══ Document section

If we MANIPULATE X to increase by 1, we cannot actually say how Y will behave because we know nothing about the cause and effect.
Data is not enough to prove causality; we need either a model and domain knowledge to infer a causation.
Define the following terminology: • Graph • Adjacency • Complete • Directed Edge • Parents & Children • Path • Directed Path • Ancestor • Descendent • Cycle • Directed Acyclic Graph (DAG)
- Graph: A collection of nodes and edges.
- Adjacency: Two nodes can be said to be adjacent if only one edge separates them.
- Complete: A graph is complete if there is an edge between every pair of nodes.
- Directed Edge: An edge which is directional; it goes from one node to another node.
- Parents & Children: Any directed edge goes from a parent node to a child node.
- Path: A set of edges which connect one node to another.
- Directed Path: A set of directed edges which connect one node to another.
- Ancestor: A node which can be connected to another node through parent nodes.
- Descendent: A node which can be connected to another node through child nodes.
- Cycle: A directed path forma node to itself.
- Directed Acyclic Graph (DAG): Graphs with only directed edges but no cycles.

════

• _Action item_
Write the next part of the notes on causality and graph terminology, picking up right after the definition of a directed acyclic graph.

══ Dataset content

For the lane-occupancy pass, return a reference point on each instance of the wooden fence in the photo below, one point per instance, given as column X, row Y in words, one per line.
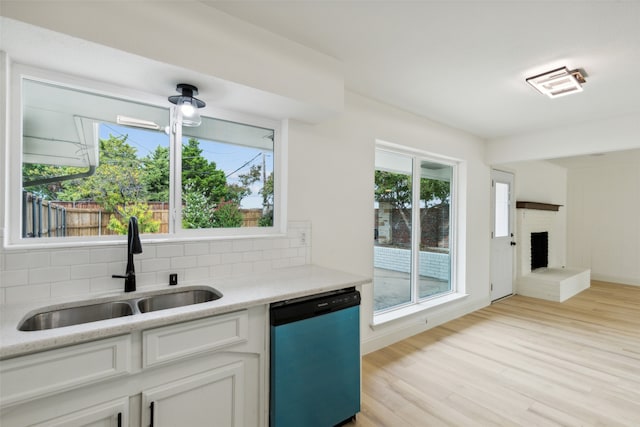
column 42, row 218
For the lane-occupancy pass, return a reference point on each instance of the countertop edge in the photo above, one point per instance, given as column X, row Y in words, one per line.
column 238, row 293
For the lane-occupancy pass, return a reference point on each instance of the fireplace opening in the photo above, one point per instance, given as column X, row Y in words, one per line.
column 539, row 250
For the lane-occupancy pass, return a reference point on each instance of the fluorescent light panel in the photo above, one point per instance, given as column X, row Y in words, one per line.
column 558, row 82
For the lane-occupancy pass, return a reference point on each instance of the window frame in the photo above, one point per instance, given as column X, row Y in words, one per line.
column 417, row 304
column 13, row 173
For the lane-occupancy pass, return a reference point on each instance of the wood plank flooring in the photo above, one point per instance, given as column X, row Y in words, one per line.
column 518, row 362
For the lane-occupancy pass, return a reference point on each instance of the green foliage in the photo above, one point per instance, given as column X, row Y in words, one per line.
column 394, row 188
column 119, row 222
column 197, row 212
column 123, row 184
column 200, row 175
column 266, row 220
column 156, row 175
column 116, row 181
column 49, row 191
column 227, row 214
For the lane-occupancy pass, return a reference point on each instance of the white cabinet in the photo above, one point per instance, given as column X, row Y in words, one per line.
column 108, row 414
column 214, row 397
column 191, row 373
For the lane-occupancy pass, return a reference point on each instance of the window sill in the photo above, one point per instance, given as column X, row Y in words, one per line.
column 403, row 312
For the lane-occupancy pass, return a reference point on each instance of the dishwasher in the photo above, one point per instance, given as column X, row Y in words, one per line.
column 315, row 360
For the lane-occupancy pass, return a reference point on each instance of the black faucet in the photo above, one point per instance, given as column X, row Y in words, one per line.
column 133, row 247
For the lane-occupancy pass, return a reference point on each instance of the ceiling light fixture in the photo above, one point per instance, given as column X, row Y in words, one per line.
column 187, row 104
column 558, row 82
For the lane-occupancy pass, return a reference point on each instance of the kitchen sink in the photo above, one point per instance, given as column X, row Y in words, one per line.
column 51, row 318
column 177, row 299
column 76, row 315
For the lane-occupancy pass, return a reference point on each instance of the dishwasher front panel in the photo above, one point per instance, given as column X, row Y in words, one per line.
column 315, row 370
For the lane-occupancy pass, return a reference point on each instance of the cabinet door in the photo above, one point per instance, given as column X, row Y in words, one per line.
column 211, row 398
column 109, row 414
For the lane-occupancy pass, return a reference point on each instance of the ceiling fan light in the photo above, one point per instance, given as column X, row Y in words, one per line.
column 187, row 105
column 558, row 82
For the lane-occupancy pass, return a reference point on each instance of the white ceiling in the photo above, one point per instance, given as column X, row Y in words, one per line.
column 464, row 63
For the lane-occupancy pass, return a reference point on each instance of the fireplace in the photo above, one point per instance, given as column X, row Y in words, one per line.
column 539, row 249
column 541, row 273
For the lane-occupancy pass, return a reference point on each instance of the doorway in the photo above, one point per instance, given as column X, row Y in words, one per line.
column 502, row 237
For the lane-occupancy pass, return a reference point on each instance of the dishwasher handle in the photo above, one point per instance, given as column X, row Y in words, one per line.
column 317, row 305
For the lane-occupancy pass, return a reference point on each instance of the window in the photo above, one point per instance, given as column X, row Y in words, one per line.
column 413, row 208
column 90, row 160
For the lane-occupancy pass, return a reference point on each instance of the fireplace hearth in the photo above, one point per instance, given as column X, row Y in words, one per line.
column 539, row 250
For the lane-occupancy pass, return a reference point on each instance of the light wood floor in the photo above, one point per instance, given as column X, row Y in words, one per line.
column 519, row 362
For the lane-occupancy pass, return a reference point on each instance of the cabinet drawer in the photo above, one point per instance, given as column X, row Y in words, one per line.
column 168, row 343
column 40, row 374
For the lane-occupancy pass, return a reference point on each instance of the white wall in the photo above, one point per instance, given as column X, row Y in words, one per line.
column 331, row 184
column 618, row 133
column 603, row 217
column 331, row 171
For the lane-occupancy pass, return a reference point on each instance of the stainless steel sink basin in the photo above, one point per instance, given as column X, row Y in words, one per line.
column 177, row 299
column 76, row 315
column 51, row 318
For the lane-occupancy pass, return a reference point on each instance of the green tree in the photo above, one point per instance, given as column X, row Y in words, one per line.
column 227, row 214
column 197, row 212
column 267, row 203
column 200, row 175
column 49, row 191
column 156, row 175
column 120, row 223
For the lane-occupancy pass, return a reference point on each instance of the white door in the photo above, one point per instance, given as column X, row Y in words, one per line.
column 502, row 239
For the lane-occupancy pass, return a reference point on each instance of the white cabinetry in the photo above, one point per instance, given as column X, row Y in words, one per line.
column 191, row 373
column 214, row 397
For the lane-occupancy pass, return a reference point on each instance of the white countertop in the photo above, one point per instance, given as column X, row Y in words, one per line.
column 238, row 293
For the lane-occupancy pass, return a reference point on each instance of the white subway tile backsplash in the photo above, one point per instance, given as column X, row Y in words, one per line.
column 252, row 256
column 231, row 258
column 220, row 270
column 105, row 284
column 156, row 264
column 209, row 260
column 262, row 244
column 196, row 248
column 42, row 274
column 70, row 257
column 196, row 274
column 14, row 277
column 88, row 271
column 70, row 288
column 220, row 246
column 108, row 254
column 39, row 259
column 49, row 274
column 242, row 245
column 168, row 251
column 16, row 261
column 281, row 243
column 23, row 293
column 184, row 262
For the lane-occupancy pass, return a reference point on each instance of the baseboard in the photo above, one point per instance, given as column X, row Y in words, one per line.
column 413, row 325
column 616, row 279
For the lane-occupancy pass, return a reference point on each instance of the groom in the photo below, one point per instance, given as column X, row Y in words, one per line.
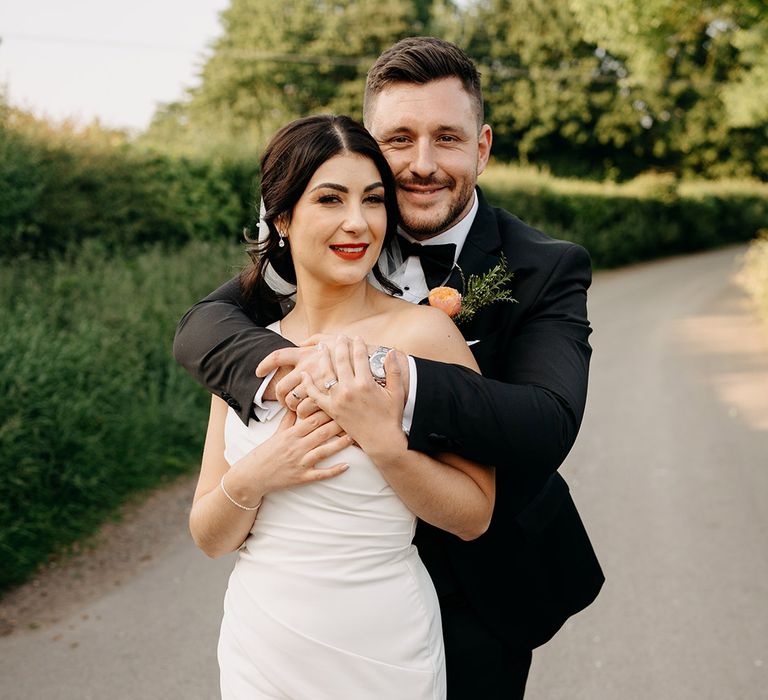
column 510, row 590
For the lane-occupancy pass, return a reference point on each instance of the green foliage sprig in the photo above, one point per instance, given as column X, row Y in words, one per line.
column 483, row 290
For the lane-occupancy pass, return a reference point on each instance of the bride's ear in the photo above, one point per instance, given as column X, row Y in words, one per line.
column 282, row 224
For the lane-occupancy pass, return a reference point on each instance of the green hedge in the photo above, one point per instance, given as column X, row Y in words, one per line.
column 56, row 192
column 94, row 407
column 649, row 217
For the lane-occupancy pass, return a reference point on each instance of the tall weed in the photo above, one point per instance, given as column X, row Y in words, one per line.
column 95, row 408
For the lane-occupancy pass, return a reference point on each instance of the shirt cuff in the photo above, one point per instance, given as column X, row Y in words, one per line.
column 410, row 404
column 262, row 408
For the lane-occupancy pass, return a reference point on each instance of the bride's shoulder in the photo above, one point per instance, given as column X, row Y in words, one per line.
column 430, row 333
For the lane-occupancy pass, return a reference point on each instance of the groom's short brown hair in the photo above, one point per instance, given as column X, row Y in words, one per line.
column 420, row 60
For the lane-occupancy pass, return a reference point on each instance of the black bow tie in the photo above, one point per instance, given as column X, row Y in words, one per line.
column 436, row 260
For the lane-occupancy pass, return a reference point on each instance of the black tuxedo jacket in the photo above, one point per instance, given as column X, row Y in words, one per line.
column 535, row 566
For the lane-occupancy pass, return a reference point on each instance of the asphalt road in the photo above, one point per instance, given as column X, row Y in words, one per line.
column 670, row 473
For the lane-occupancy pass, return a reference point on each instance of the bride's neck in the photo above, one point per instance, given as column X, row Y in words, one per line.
column 329, row 310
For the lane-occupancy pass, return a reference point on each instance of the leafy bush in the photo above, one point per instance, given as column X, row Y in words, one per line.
column 56, row 191
column 95, row 408
column 646, row 218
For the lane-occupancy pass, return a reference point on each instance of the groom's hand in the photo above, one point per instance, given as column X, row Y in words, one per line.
column 331, row 342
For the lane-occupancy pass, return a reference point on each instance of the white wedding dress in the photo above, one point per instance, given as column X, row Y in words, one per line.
column 328, row 598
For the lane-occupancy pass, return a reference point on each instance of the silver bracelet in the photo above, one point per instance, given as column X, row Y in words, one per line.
column 233, row 501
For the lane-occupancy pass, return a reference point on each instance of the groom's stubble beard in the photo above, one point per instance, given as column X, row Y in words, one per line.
column 423, row 224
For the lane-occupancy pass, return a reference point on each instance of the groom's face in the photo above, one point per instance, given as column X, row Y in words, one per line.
column 436, row 149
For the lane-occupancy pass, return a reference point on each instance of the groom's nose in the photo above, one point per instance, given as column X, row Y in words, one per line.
column 423, row 163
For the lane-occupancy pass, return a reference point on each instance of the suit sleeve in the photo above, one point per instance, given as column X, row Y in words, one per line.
column 527, row 418
column 220, row 345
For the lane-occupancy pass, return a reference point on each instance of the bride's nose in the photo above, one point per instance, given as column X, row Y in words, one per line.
column 354, row 220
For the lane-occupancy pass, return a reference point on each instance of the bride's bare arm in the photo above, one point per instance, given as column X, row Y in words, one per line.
column 446, row 491
column 219, row 526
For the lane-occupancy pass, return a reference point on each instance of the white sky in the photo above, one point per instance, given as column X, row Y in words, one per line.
column 83, row 59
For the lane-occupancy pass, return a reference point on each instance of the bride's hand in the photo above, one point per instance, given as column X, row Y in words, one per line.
column 369, row 413
column 288, row 458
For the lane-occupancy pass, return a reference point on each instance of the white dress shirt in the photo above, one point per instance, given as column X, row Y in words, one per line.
column 410, row 278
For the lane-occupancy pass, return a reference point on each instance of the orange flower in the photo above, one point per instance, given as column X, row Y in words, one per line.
column 445, row 298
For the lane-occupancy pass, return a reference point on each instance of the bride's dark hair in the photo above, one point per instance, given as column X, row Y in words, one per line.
column 290, row 160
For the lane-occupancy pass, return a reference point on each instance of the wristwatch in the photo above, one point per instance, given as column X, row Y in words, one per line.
column 376, row 363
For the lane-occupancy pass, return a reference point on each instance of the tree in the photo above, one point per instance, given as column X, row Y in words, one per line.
column 278, row 61
column 694, row 77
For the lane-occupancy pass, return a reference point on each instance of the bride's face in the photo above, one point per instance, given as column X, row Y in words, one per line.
column 338, row 225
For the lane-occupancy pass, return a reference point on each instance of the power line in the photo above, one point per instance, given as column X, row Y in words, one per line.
column 247, row 54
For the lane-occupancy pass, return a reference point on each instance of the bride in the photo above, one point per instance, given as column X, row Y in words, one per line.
column 328, row 597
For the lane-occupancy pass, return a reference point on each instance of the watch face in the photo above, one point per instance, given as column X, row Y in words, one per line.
column 376, row 361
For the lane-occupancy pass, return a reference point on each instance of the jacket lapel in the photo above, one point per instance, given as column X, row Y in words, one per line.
column 481, row 249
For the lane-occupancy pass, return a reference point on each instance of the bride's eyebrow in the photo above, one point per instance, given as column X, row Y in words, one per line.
column 343, row 188
column 330, row 186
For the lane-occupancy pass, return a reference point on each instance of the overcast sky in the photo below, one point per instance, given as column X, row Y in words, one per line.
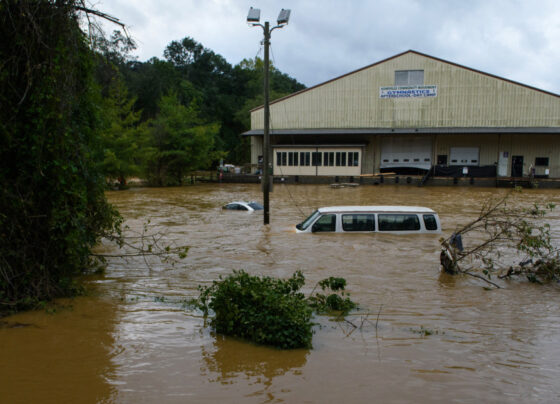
column 518, row 40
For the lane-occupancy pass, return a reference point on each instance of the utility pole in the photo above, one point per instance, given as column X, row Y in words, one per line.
column 253, row 18
column 266, row 134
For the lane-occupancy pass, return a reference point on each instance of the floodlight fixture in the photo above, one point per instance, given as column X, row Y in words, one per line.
column 283, row 17
column 254, row 15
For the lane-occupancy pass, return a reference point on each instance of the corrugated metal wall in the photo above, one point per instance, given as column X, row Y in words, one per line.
column 465, row 98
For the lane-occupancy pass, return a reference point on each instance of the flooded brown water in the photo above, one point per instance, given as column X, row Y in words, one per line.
column 132, row 340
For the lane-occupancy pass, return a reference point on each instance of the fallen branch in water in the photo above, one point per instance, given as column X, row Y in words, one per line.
column 504, row 240
column 148, row 243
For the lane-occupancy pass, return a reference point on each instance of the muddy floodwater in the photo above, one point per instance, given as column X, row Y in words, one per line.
column 423, row 336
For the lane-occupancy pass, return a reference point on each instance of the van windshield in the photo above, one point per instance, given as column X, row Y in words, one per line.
column 305, row 224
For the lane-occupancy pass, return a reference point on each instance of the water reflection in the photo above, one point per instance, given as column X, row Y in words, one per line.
column 229, row 359
column 59, row 357
column 137, row 343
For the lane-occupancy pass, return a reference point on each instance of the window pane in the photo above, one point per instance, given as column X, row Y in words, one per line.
column 398, row 222
column 358, row 222
column 416, row 77
column 325, row 223
column 541, row 161
column 430, row 222
column 316, row 158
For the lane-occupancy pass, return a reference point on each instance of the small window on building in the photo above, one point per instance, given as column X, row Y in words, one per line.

════

• _Reply_
Causes can be both direct and indirect. What is a direct and an indirect cause?
Direct Cause: If Y is a child of X, then X is a cause of Y.
Indirect Cause: If Y is a descendent of X, and is mediated by variables M, then X is an indirect cause of Y.
When it comes to investigating a correlation, what is ‘seeing’ vs ‘doing’?
- Conditioning: Narrow our focus to the cases where the conditioning variable takes the value we are interesting in “seeing”.
- Intervention: Fix a variable’s value (“doing”). This removes the external influences.
Health supplements aren’t generally well tested, but those who take supplements are generally healthier.
P(H = True | S = True) > P(H = True | S = False)
What would be the ‘seeing’ vs ‘doing’ investigation here?
• With conditioning we compare the health of people who take supplements with those that don’t.
• With Intervention we would force one group of people to take supplements and force another not to take supplements and then measure their health status.
P(H | S) or P(H | do(S) )
What are the three types of junction?
Chain
Fork
Collider
What are the dependencies of the following chain:
X -> Y -> Z
- X and Y are dependent (The amount you smoke affects the amount of tar in your lungs)
- Y and Z are dependent (The amount of tar in your lungs affects your chance of developing lung cancer)
- X and Z are dependent (The amount you smoke affects your chance of developing lung cancer)
- X and Z are independent conditional on Y (If you know the condition of someone’s lungs, the amount the smoke is irrelevant on their chance of developing cancer.)
What are the dependencies for the following fork?
Y Z
- X and Y are dependent (# of ice creams sold depends on the temperature)
- X and Z are dependent (# of shark attacks depends on the temperature)
- Y and Z are dependent (# of shark attacks depends on the number of ice creams sold)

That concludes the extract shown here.